- _Document segment_

· · · ·

Rudolf BRADLER and Hilde Bradler, Plaintiffs and Appellants, v. C. Dick CRAIG and Santa Barbara Savings and Loan Association, et al.,Defendants and Respondents.
By their second amended complaint, plaintiffs seek damages for alleged negligent construction of a house against the general contractor, C. Dick Craig, and the construction and purchase money lender, Santa Barbara Savings and Loan Association. General demurrers, filed by both defendants, were sustained with leave to amend. Plaintiffs failed to amend within the time allowed by the court and the action was dismissed as to those defendants. (Code Civ.Proc. s 581, subd. 3.) Plaintiffs appeal from the separate judgments of dismissal.
(1) The Complaint. The complaint alleges that Craig was a licensed general contractor; that during the period January 1, 1948 to June 30, 1948, Craig and others were engaged as general contractors in planning, designing, grading, cutting, filling, compacting and developing a lot located at 2601 Montrose Place, Santa Barbara County, and in constructing a house thereon; that Santa Barbara Savings and Loan Association (hereafter referred to as Santa Barbara) was the purchase and construction money lender with respect to said lot and four other lots; that the five lots were purchased at the same time by the same person (unidentified), each for the purpose of development and resale; that Santa Barbara financed the construction of the house at 2601 Montrose Place and in connection therewith ‘approved the plans and specifications and construction methods used and supervised and inspected and approved the finished structure,’ and in addition recorded the notice of completion on June 29, 1948; that both defendants knew at the time ‘that said property contained adobe, or expansive soil, requiring special structural safeguards which were not included in this house and knew that said property (and house) would thereafter be bought, owned and occupied as a residence by persons other than the then owner or owners of said lot.’
The complaint further alleges that Craig negligently prepared the building site and negligently constructed the house; that Santa Barbara ‘negligently supervised, inspected, financed and approved said work’; that the negligent acts consisted of locating the house on unsteady ground, the installation of septic tanks too near the house, and the laying of water, sewer and leach lines upon unstable footings and with improper closures without compensating safeguards; that defendants knew that, due to the expansion, contraction and movement of the adobe soil, the house would be damaged as a proximate result of their negligence; that defendants knew that during construction of the house, the soil caused some damage to the house, and that instead of correcting the fault, defendants made only superficial repairs; that on information and belief plaintiffs allege that ‘some or all of the persons who owned this property before plaintiffs bought it knew (of the foregoing defects).’
Plaintiffs allege that they bought the house on June 1, 1966 from Leona Cornwall, a defendant but not a party to this appeal; that at the time of purchase plaintiffs were unaware of the defects and there was nothing apparent that would put them on notice of any defective condition; that commencing in August 1966, as a direct and proximate result of the negligence of Craig and Santa Barbara, the soil caused damage to the house to the extent that it is ‘gradually becoming dangerous and unsuitable for human habitation’; that on information and belief plaintiffs allege that ‘the cracks in said structure * * * which started in about August 1966, are not cracks that had occurred at any time before plaintiffs bought this property. * * *’ Plaintiffs seek as damages their purchase price, the cost of stopgap repairs, and moving and demolition expense when the house becomes uninhabitable.

· · · ·

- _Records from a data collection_
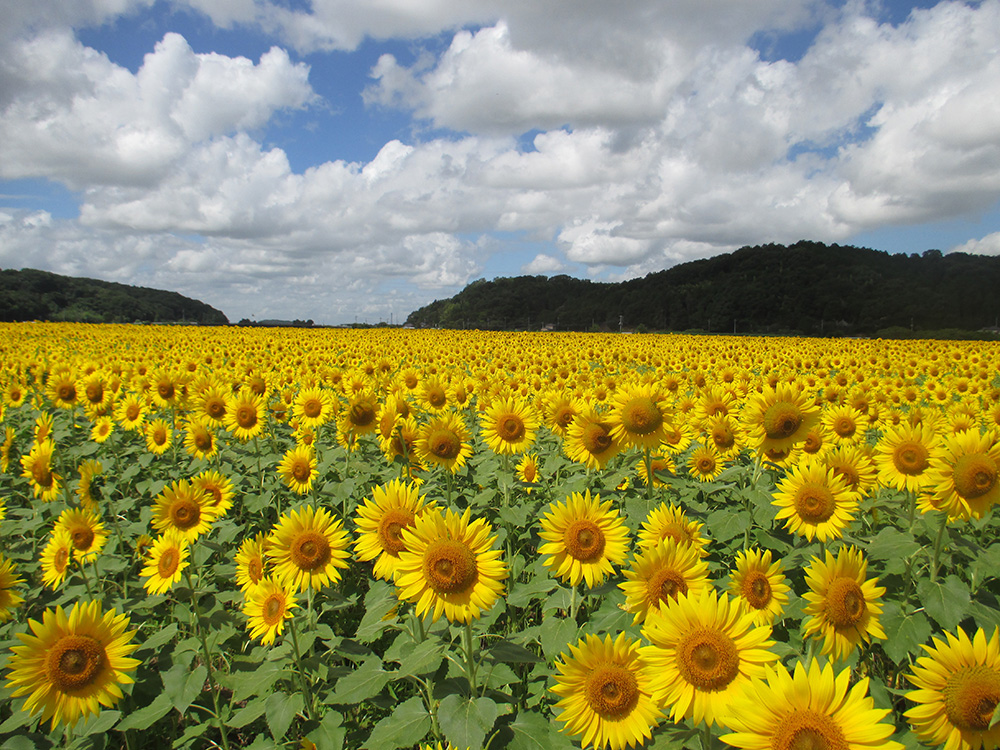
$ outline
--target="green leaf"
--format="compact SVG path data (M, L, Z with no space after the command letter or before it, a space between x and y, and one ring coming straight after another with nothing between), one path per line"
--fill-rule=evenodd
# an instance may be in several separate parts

· · · ·

- _Tasks for this exercise_
1. Summarize the Bradler v. Craig excerpt in two sentences.
2. From the Bradler v. Craig excerpt, extract the passage starting with "Rudolf BRADLER and" and going on through "al.,Defendants and Respondents.".
3. According to the Bradler v. Craig excerpt, on what date did the plaintiffs buy the house, and from whom?
Work only from the Bradler v. Craig excerpt, not from the data.

- _Responses per task_
1. The plaintiffs, Rudolf and Hilde Bradler, appeal judgments dismissing their suit against general contractor C. Dick Craig and lender Santa Barbara Savings and Loan Association after demurrers were sustained and they failed to amend in time. Their complaint alleges that the defendants negligently built, supervised and approved a house on expansive adobe soil, and that cracks beginning in August 1966, after the plaintiffs bought it, are making the house dangerous and unsuitable for habitation.

2.
Rudolf BRADLER and Hilde Bradler, Plaintiffs and Appellants, v. C. Dick CRAIG and Santa Barbara Savings and Loan Association, et al.,Defendants and Respondents.

3. They bought it on June 1, 1966, from Leona Cornwall.